* Document segment
:::

I have a Master’s degree.
The George Washington University — how pretentious, right? — has (almost, nearly) certified my receipt of a Master of Professional Studies in Publishing.
In May, with still a few months to go, man, was I excited??
And then, on the evening of July 23, after coming home from my final class, The Boy and I went out for cheesecake.
Now, in the near month that’s followed, I’m not quite sure what to think. I got a library card, and checked out books I haven’t yet read. I get up in the mornings and come to a job that I (don’t always) dislike. And I get to spend seven nights a week, instead of the five that had been the norm, with my boy.
What am I supposed to do now that I’m really a grown up?
I don’t have an answer. For 20 years, I was a student. A waitress and a student. An editorial assistant and a grad student. An editorial assistant, a freelance copyeditor, a girlfriend, and a grad student. That one title that forged on, and carried me through three primary schools, two middle schools, two high schools and two institutions of higher education is gone. And I miss it.

:::

* Exercise description
In the post about finishing a master's degree, where did the writer and The Boy go on the evening of July 23?

:::

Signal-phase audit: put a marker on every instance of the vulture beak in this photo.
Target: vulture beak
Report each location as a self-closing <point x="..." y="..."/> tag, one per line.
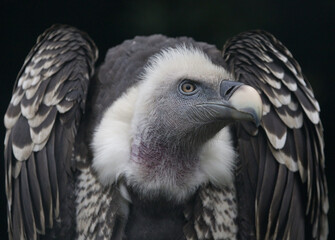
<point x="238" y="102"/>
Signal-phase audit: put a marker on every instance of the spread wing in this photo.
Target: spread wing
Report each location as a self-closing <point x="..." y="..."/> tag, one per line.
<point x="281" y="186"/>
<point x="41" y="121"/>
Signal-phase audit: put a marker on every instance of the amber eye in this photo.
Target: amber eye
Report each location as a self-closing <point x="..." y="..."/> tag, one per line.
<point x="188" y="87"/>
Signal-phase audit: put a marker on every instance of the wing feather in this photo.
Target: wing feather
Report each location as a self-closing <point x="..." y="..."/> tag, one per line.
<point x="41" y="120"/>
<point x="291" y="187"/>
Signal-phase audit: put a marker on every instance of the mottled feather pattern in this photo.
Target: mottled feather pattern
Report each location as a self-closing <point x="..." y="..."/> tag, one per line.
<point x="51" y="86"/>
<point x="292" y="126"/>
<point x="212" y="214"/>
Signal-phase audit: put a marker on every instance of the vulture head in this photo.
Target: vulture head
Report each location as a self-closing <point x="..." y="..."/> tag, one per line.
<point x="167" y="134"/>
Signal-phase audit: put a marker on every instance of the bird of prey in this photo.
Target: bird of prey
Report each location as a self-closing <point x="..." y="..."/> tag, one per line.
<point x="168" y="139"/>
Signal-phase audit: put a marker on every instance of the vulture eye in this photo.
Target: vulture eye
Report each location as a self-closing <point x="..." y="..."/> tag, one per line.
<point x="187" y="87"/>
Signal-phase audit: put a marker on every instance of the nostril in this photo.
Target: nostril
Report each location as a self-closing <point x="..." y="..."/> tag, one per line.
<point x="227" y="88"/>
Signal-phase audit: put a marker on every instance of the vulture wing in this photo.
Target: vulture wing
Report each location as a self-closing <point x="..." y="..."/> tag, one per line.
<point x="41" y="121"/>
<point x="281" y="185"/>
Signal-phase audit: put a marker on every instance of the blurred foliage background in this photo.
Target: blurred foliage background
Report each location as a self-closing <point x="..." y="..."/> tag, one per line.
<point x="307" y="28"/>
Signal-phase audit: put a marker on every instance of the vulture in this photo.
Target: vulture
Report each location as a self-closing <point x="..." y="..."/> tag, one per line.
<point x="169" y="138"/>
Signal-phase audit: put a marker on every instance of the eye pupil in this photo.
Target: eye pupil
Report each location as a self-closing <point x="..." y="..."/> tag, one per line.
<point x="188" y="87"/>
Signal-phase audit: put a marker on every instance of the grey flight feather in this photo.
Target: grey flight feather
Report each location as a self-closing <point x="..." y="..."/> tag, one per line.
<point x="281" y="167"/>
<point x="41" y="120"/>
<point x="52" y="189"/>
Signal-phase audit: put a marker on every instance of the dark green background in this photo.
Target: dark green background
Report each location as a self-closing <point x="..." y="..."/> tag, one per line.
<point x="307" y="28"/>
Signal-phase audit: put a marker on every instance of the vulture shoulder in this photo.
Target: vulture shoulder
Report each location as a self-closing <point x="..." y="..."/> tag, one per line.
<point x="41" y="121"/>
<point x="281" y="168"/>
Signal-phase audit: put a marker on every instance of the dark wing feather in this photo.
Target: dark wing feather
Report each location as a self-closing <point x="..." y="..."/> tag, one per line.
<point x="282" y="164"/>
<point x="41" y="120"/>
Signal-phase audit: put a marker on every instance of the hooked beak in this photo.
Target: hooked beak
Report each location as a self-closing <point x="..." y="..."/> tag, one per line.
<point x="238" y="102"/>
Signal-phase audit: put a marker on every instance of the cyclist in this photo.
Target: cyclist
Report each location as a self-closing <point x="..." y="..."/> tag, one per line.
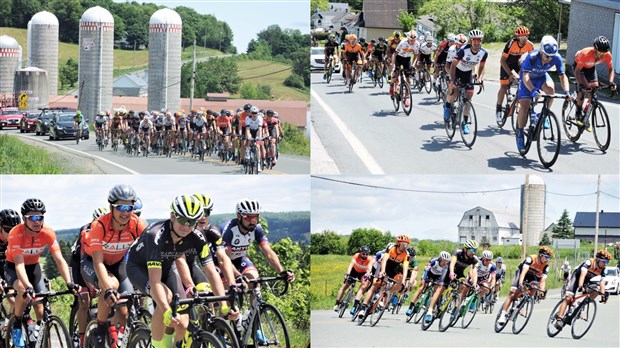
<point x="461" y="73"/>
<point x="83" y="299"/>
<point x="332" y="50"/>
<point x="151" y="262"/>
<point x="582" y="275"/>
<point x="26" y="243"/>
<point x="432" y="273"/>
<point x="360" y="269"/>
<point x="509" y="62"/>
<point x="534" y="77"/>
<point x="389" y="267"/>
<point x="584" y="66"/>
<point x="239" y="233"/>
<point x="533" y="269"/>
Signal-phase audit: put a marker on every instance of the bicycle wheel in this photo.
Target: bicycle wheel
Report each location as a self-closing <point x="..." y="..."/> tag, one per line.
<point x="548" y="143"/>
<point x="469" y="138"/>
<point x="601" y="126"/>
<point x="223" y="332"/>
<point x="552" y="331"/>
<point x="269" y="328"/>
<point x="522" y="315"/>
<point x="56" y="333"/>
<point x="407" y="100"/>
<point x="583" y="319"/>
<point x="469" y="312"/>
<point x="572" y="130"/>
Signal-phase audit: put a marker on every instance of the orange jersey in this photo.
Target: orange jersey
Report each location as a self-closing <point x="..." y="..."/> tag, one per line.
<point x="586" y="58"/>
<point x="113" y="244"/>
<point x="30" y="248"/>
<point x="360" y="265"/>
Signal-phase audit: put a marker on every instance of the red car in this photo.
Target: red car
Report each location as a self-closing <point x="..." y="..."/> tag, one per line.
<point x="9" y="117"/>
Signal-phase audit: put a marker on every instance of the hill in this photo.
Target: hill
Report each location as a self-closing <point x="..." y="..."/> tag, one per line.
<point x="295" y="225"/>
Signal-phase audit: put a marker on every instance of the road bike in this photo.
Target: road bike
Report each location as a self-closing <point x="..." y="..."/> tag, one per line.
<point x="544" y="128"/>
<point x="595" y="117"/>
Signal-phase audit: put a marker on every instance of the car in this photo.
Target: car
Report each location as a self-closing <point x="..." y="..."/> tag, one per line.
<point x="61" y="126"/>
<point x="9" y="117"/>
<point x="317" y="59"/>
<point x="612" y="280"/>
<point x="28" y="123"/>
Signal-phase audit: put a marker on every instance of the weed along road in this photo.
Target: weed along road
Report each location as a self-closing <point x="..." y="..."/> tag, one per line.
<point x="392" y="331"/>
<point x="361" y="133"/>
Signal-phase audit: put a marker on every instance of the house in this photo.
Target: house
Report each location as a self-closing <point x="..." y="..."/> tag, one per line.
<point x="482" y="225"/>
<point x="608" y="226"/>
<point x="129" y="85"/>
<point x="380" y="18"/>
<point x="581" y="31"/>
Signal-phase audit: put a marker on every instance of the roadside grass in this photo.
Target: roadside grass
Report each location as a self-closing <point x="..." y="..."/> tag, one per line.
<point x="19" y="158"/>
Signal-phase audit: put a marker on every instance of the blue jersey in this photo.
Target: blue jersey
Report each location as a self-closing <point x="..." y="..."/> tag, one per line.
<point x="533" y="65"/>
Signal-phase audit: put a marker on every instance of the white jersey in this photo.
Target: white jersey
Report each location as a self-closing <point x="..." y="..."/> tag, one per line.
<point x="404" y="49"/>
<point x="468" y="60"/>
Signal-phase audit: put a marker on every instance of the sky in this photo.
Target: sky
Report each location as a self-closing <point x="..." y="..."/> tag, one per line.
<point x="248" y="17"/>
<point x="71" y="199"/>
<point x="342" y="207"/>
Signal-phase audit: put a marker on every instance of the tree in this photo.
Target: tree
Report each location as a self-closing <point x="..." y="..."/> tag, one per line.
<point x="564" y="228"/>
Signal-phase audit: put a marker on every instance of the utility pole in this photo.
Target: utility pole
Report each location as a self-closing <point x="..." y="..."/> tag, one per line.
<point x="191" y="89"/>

:::

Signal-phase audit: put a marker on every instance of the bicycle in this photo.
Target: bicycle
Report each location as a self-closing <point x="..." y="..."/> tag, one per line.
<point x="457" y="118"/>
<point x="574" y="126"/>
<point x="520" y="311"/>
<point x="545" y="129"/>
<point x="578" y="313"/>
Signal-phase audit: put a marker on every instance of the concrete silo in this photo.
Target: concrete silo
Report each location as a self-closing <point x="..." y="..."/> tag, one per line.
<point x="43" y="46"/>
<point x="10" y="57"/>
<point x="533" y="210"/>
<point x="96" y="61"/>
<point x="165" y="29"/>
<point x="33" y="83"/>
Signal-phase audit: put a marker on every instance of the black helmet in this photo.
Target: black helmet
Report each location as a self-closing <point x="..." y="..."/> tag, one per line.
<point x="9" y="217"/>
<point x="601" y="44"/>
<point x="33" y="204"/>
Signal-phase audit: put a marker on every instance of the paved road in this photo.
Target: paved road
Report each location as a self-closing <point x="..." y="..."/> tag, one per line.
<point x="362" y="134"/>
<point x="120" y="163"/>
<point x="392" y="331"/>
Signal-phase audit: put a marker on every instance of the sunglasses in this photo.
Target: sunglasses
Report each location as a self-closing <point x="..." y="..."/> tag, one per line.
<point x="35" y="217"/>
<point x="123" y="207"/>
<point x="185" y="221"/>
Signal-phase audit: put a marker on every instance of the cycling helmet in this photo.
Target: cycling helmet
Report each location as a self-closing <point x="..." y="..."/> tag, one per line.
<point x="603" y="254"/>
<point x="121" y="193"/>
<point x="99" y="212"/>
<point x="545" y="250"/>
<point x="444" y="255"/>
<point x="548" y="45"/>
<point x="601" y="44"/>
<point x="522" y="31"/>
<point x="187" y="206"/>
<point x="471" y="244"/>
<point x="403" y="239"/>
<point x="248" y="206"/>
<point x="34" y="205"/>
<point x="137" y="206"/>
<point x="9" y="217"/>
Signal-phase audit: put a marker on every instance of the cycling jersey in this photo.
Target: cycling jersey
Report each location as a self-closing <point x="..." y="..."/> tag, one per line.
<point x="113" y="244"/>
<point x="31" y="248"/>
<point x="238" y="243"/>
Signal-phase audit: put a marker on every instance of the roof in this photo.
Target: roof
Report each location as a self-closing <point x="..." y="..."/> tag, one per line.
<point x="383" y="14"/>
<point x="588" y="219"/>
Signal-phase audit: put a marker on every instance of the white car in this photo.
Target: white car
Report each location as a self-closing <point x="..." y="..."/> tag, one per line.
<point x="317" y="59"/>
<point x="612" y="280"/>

:::

* Response
They went out for cheesecake.